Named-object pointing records
■ ■ ■ ■ ■

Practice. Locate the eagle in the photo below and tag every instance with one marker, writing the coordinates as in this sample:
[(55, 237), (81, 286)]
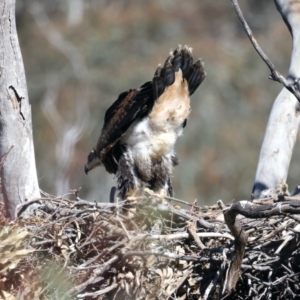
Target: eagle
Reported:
[(141, 127)]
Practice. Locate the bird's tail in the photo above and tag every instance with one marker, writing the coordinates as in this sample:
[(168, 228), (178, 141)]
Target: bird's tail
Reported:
[(180, 58)]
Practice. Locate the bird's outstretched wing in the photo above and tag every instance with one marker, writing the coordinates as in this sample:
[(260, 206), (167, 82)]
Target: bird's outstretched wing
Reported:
[(130, 106), (137, 103)]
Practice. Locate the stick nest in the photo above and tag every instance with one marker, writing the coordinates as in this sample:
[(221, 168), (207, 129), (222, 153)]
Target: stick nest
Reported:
[(148, 249)]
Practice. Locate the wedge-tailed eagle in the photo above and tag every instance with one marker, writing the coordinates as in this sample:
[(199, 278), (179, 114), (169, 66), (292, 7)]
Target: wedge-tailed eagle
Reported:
[(141, 127)]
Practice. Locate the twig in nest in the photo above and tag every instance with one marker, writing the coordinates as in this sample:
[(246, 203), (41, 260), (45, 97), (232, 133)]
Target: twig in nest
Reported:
[(191, 226), (98, 293), (275, 75), (235, 227)]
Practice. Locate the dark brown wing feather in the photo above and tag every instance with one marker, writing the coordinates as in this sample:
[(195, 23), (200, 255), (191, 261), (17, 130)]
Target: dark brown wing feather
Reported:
[(130, 106), (136, 104)]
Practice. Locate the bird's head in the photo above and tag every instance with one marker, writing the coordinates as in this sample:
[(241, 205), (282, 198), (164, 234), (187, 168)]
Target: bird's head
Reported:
[(93, 161)]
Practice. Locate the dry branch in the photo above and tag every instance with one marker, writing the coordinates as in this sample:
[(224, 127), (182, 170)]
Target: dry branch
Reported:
[(97, 255)]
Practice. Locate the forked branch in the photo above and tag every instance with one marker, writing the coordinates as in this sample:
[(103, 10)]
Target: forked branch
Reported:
[(275, 75)]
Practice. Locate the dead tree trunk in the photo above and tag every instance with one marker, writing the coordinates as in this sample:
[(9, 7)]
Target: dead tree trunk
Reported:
[(280, 137), (18, 173)]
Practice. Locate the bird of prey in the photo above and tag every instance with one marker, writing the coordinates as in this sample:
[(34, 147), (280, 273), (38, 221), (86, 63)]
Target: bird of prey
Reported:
[(141, 127)]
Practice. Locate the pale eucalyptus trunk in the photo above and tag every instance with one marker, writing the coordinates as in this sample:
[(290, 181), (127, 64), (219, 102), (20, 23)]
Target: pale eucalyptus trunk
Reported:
[(282, 129), (18, 173)]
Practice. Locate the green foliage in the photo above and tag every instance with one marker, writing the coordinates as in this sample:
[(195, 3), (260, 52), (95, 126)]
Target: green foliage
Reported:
[(121, 44)]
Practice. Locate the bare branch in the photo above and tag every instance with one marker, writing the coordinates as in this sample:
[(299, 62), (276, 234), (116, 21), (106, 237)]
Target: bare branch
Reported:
[(275, 75)]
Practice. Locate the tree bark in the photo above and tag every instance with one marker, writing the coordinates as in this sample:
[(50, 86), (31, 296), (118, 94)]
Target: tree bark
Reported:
[(280, 137), (18, 173)]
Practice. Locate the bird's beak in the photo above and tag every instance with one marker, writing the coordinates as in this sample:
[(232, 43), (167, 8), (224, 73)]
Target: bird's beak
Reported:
[(86, 169)]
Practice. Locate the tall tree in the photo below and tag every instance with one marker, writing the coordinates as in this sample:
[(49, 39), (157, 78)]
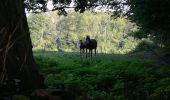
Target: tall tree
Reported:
[(16, 56)]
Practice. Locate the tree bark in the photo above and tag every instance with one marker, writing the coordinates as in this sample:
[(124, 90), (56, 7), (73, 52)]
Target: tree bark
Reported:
[(16, 56)]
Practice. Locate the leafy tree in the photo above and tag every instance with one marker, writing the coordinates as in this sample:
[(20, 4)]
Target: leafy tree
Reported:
[(16, 57), (152, 16)]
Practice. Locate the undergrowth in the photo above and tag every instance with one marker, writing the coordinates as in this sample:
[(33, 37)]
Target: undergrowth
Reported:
[(105, 79)]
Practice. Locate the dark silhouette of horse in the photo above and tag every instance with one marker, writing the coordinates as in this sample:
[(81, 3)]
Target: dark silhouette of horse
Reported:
[(82, 47), (90, 44)]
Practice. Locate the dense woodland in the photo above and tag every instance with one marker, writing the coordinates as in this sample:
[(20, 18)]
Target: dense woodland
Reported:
[(50, 31), (39, 53)]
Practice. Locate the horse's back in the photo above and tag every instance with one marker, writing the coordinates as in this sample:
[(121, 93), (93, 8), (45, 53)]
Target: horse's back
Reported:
[(94, 43)]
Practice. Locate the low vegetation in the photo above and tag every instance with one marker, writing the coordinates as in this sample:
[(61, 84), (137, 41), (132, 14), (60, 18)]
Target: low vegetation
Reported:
[(105, 77)]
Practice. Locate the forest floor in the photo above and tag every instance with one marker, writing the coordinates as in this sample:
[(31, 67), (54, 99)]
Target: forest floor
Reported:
[(140, 75)]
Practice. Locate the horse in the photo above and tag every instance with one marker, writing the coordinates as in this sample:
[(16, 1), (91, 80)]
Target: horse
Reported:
[(90, 44), (82, 46)]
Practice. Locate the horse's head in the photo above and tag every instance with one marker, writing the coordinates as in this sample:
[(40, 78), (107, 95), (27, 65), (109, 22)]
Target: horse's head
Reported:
[(87, 37)]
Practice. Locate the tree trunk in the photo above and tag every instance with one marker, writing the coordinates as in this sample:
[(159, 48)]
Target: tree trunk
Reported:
[(16, 56)]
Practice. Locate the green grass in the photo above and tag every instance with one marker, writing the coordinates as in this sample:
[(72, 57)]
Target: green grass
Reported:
[(105, 77)]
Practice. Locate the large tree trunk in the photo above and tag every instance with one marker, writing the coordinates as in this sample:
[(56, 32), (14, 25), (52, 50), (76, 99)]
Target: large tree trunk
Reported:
[(16, 56)]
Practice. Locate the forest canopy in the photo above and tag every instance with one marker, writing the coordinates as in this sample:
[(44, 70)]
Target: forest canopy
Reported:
[(152, 16)]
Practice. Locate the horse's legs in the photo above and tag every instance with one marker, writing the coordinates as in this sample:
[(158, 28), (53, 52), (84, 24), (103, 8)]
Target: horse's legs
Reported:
[(86, 52), (95, 51), (89, 52)]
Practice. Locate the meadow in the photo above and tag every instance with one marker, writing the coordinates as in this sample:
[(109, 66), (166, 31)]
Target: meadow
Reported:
[(104, 77)]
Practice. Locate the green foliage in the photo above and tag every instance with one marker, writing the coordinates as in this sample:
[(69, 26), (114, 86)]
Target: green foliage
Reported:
[(152, 16), (68, 30), (105, 78)]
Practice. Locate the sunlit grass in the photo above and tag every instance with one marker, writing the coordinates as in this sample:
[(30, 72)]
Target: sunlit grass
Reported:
[(104, 77)]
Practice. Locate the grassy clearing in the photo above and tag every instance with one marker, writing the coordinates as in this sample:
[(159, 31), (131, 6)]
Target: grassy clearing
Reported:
[(105, 77)]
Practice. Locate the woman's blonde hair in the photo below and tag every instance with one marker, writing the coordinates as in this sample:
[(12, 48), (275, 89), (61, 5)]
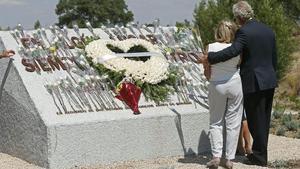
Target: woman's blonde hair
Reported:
[(225, 31)]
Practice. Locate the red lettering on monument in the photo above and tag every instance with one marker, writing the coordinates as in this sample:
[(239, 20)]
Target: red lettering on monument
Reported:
[(47, 65)]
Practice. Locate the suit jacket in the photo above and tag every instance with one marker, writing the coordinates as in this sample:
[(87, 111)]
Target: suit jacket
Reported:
[(256, 42)]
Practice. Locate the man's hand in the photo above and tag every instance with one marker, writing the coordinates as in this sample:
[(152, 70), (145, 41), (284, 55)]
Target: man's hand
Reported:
[(7, 54)]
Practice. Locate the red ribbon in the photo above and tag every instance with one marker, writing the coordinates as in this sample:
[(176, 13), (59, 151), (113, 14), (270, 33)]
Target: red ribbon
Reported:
[(130, 94)]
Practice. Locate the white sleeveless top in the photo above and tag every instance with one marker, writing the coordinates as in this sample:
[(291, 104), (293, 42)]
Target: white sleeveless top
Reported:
[(223, 70)]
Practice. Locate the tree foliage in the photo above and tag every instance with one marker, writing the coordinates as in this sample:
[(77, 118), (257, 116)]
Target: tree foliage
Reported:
[(98, 12), (291, 8), (209, 13)]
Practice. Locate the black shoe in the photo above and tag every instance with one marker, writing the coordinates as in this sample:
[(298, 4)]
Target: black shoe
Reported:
[(254, 161)]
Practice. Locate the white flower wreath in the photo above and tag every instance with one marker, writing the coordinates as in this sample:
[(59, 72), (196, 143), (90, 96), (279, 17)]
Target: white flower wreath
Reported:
[(152, 71)]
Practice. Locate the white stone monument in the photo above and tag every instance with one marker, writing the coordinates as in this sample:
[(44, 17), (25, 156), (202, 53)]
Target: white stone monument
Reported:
[(31, 127)]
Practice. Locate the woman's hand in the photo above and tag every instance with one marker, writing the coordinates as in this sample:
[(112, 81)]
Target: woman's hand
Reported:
[(207, 70)]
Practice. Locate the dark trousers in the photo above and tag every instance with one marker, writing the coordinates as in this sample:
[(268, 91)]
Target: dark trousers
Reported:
[(258, 106)]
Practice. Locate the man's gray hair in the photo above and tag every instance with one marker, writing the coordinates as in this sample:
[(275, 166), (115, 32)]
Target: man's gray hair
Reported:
[(243, 10)]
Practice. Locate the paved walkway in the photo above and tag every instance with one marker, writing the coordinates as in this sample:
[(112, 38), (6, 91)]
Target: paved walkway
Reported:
[(280, 148)]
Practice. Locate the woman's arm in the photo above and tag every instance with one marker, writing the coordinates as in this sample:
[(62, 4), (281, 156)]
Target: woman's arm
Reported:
[(7, 54)]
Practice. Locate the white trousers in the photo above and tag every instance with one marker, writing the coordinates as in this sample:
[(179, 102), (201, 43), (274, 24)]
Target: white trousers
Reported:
[(226, 108)]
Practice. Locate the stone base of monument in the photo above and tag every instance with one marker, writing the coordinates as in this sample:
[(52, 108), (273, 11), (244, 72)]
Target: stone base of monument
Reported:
[(31, 127), (95, 137)]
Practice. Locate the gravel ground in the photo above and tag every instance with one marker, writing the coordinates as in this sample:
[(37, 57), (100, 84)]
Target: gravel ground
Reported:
[(280, 148)]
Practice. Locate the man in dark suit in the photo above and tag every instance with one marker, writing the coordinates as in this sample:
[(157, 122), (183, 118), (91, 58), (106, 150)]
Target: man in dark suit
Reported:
[(256, 43)]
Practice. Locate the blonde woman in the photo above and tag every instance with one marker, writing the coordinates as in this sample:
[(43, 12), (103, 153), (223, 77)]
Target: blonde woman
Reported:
[(225, 99)]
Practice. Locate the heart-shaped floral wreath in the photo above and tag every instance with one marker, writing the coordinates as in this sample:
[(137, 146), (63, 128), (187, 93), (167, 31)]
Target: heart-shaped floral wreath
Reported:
[(153, 70), (151, 73)]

■ ■ ■ ■ ■

▸ **What you need to do**: Give exactly the lines from the one with "Practice. Locate the blonde" to the end of the entries, nothing before them.

▸ **Written solution**:
Practice. Locate the blonde woman in the photo above and tag every instance with one marker, writing the coordinates as in this sample:
[(43, 12), (103, 153), (223, 77)]
Target: blonde woman
Reported:
[(225, 99)]
Practice. Locate the heart-shaped floral wreath in the photo above and tag every instance with one marker, writing the coordinates as in this sample:
[(137, 146), (63, 128), (187, 93), (167, 31)]
Target: heart-shaped floral wreath
Reported:
[(153, 70), (151, 73)]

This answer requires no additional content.